Requirement:
Please write out every row below as a JSON list of strings, one string per line, with blank lines left out.
Begin Material for this exercise
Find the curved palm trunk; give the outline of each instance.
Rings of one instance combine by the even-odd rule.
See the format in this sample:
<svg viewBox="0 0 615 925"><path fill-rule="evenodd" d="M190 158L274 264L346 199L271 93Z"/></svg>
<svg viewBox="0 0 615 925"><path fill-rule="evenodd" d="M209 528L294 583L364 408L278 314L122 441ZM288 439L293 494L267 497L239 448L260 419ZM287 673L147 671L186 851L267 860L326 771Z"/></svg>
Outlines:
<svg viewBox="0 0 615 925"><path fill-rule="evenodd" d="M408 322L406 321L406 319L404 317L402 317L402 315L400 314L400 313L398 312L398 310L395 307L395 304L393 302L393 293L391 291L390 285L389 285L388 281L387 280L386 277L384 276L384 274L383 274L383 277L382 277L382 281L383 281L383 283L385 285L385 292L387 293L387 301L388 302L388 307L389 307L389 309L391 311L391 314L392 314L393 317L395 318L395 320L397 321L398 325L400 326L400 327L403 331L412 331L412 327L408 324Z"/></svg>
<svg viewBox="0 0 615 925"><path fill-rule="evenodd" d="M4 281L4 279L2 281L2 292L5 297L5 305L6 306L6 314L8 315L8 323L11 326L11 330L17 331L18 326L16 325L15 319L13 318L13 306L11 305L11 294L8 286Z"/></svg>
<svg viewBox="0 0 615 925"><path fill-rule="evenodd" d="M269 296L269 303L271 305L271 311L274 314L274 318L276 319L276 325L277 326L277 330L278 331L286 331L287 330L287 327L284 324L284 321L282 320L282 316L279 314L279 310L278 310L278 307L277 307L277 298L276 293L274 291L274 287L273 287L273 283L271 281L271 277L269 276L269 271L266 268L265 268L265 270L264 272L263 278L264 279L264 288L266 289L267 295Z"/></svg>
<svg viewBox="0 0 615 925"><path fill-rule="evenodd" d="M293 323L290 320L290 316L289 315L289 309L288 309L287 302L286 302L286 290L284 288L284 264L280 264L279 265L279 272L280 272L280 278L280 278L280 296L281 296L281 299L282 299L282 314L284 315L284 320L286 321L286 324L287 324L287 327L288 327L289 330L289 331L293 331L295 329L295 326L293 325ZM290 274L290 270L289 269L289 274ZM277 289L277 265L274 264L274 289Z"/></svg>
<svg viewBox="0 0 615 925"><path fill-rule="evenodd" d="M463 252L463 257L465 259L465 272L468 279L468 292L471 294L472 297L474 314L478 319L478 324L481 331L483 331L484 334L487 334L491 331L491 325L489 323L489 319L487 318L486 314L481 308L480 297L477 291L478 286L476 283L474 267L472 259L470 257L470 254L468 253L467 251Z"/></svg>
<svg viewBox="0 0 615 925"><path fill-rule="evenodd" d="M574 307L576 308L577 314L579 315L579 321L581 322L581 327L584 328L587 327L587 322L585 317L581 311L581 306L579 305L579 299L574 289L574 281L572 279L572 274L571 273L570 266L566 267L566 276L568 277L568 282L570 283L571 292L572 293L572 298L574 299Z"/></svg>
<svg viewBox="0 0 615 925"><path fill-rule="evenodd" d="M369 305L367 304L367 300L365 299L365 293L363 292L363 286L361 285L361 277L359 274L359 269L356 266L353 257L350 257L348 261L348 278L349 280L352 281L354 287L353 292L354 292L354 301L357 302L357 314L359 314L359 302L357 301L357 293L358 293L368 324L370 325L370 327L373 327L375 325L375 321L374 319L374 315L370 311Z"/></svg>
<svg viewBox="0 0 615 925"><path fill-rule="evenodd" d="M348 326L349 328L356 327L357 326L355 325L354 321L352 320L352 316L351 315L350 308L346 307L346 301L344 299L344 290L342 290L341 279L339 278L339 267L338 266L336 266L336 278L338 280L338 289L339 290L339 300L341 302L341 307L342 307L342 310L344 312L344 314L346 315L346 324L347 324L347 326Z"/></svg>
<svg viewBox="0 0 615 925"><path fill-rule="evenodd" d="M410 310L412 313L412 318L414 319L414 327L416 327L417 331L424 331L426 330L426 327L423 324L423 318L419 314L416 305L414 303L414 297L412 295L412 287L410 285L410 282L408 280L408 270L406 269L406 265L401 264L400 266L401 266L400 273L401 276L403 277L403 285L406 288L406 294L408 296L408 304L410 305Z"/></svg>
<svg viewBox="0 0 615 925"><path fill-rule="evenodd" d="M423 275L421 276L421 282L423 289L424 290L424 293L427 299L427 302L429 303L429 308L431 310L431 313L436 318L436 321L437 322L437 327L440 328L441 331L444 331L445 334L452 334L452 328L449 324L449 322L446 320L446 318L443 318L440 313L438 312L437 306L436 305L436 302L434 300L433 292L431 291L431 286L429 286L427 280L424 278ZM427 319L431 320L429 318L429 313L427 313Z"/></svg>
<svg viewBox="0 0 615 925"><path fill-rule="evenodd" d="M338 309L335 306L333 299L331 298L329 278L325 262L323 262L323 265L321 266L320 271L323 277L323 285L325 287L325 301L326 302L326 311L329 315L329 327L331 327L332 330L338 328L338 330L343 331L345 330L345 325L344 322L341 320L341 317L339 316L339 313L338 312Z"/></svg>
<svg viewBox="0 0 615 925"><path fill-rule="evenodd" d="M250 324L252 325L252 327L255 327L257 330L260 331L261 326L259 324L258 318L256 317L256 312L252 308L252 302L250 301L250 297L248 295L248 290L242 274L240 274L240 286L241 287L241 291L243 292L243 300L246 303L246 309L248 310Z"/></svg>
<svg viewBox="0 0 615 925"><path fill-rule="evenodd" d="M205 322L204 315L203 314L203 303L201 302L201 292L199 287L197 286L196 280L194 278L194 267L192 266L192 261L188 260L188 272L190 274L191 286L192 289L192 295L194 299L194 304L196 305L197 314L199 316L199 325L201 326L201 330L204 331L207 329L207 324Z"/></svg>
End Material for this exercise
Output for this task:
[
  "Find the curved palm trunk; give the outline of each instance.",
  "Rings of one instance combine by the even-odd rule.",
  "See the format in this sample:",
  "<svg viewBox=\"0 0 615 925\"><path fill-rule=\"evenodd\" d=\"M190 158L274 264L346 199L271 93Z\"/></svg>",
  "<svg viewBox=\"0 0 615 925\"><path fill-rule=\"evenodd\" d=\"M209 528L294 583L364 408L278 314L122 441ZM288 439L293 494L267 497L239 448L260 419ZM287 673L147 671L186 851L267 860L326 771Z\"/></svg>",
  "Outlines:",
  "<svg viewBox=\"0 0 615 925\"><path fill-rule=\"evenodd\" d=\"M408 322L406 321L406 319L404 317L402 317L402 315L400 314L400 313L398 312L398 310L395 307L395 304L393 302L393 293L391 291L390 285L389 285L388 281L387 280L386 277L384 276L384 274L383 274L383 277L382 277L382 281L383 281L383 283L385 285L385 292L387 293L387 301L388 302L388 307L389 307L389 309L391 311L391 314L392 314L393 317L395 318L395 320L397 321L398 325L400 326L400 327L403 331L412 331L412 327L408 324Z\"/></svg>",
  "<svg viewBox=\"0 0 615 925\"><path fill-rule=\"evenodd\" d=\"M4 281L4 279L2 281L2 292L5 297L5 305L6 306L6 314L8 315L8 323L11 326L11 330L17 331L18 326L16 325L15 319L13 318L13 306L11 305L11 294L8 286Z\"/></svg>",
  "<svg viewBox=\"0 0 615 925\"><path fill-rule=\"evenodd\" d=\"M269 296L269 303L271 305L271 311L274 314L274 318L276 319L276 325L277 326L277 330L278 331L286 331L287 330L287 327L284 324L284 321L282 320L282 316L279 314L279 310L278 310L278 307L277 307L277 298L276 293L274 291L274 287L273 287L273 283L271 281L271 277L269 276L269 271L266 268L265 268L265 270L264 272L263 278L264 279L264 288L266 289L267 295Z\"/></svg>",
  "<svg viewBox=\"0 0 615 925\"><path fill-rule=\"evenodd\" d=\"M293 323L290 320L290 316L289 315L289 309L288 309L287 302L286 302L286 290L284 288L284 264L280 264L279 265L279 272L280 272L280 278L280 278L280 296L281 296L281 299L282 299L282 314L284 315L284 320L286 321L286 324L287 324L287 327L288 327L289 330L289 331L293 331L295 329L295 326L293 325ZM290 274L290 270L289 269L289 274ZM277 289L277 265L274 264L274 289Z\"/></svg>",
  "<svg viewBox=\"0 0 615 925\"><path fill-rule=\"evenodd\" d=\"M463 252L463 257L465 259L465 272L468 279L468 292L471 294L472 297L474 314L478 319L478 324L481 331L483 331L484 334L487 334L491 331L491 325L489 323L489 319L487 318L486 314L481 308L480 297L477 291L478 286L476 283L474 267L472 259L470 257L470 254L468 253L467 251Z\"/></svg>",
  "<svg viewBox=\"0 0 615 925\"><path fill-rule=\"evenodd\" d=\"M574 307L576 308L577 314L579 315L579 321L581 322L581 327L584 328L587 327L587 322L585 317L581 311L581 306L579 305L579 299L574 289L574 281L572 279L572 274L571 273L570 266L566 267L566 276L568 277L568 282L570 283L571 292L572 293L572 298L574 299Z\"/></svg>",
  "<svg viewBox=\"0 0 615 925\"><path fill-rule=\"evenodd\" d=\"M369 305L367 304L367 300L365 299L365 293L363 292L363 286L361 285L361 277L359 274L359 269L356 266L353 257L350 257L348 261L348 278L349 280L352 281L354 287L353 292L354 292L354 301L357 302L357 314L359 314L359 302L357 301L357 293L358 293L368 324L370 325L370 327L373 327L375 325L375 321L374 319L374 315L370 311Z\"/></svg>",
  "<svg viewBox=\"0 0 615 925\"><path fill-rule=\"evenodd\" d=\"M348 326L349 328L356 327L357 326L355 325L354 321L352 320L352 316L351 315L350 308L346 307L346 301L344 299L344 290L342 290L341 279L339 278L339 267L338 266L336 266L336 278L338 280L338 289L339 290L339 300L341 302L341 307L342 307L342 310L344 312L344 314L346 315L346 324L347 324L347 326Z\"/></svg>",
  "<svg viewBox=\"0 0 615 925\"><path fill-rule=\"evenodd\" d=\"M410 310L412 313L412 318L414 319L414 327L416 327L417 331L424 331L426 330L426 327L423 324L423 318L419 314L416 305L414 303L414 297L412 295L412 287L410 285L410 282L408 280L408 270L406 269L406 265L401 264L400 266L401 266L400 273L401 276L403 277L403 285L406 288L406 294L408 296L408 304L410 305Z\"/></svg>",
  "<svg viewBox=\"0 0 615 925\"><path fill-rule=\"evenodd\" d=\"M423 275L421 276L421 282L423 289L424 290L424 293L427 299L427 302L429 303L429 308L431 310L431 313L436 318L436 321L437 322L437 327L440 328L441 331L444 331L445 334L452 334L452 328L449 324L449 322L446 320L446 318L443 318L440 313L438 312L437 306L436 305L436 302L434 300L433 292L431 291L431 286L429 286L427 280L424 278ZM427 319L431 320L429 318L429 313L427 313Z\"/></svg>",
  "<svg viewBox=\"0 0 615 925\"><path fill-rule=\"evenodd\" d=\"M338 309L335 306L333 299L331 298L329 278L325 262L323 262L323 265L321 266L320 271L323 277L323 285L325 287L325 301L326 302L326 311L329 315L329 327L331 327L332 330L338 328L338 330L343 331L345 330L345 325L344 322L341 320L341 317L339 316L339 313L338 312Z\"/></svg>",
  "<svg viewBox=\"0 0 615 925\"><path fill-rule=\"evenodd\" d=\"M250 324L252 325L252 327L255 327L257 330L260 331L261 326L259 324L258 318L256 317L256 312L252 308L252 302L250 301L250 297L248 295L248 290L242 274L240 274L240 286L241 287L241 291L243 292L243 300L246 303L246 309L248 310Z\"/></svg>",
  "<svg viewBox=\"0 0 615 925\"><path fill-rule=\"evenodd\" d=\"M205 322L204 315L203 314L203 303L201 302L201 292L199 287L197 286L196 280L194 278L194 267L192 266L192 261L188 260L188 272L190 274L191 286L192 289L192 295L194 299L194 304L196 305L197 314L199 316L199 325L201 326L201 330L204 331L207 329L207 324Z\"/></svg>"
]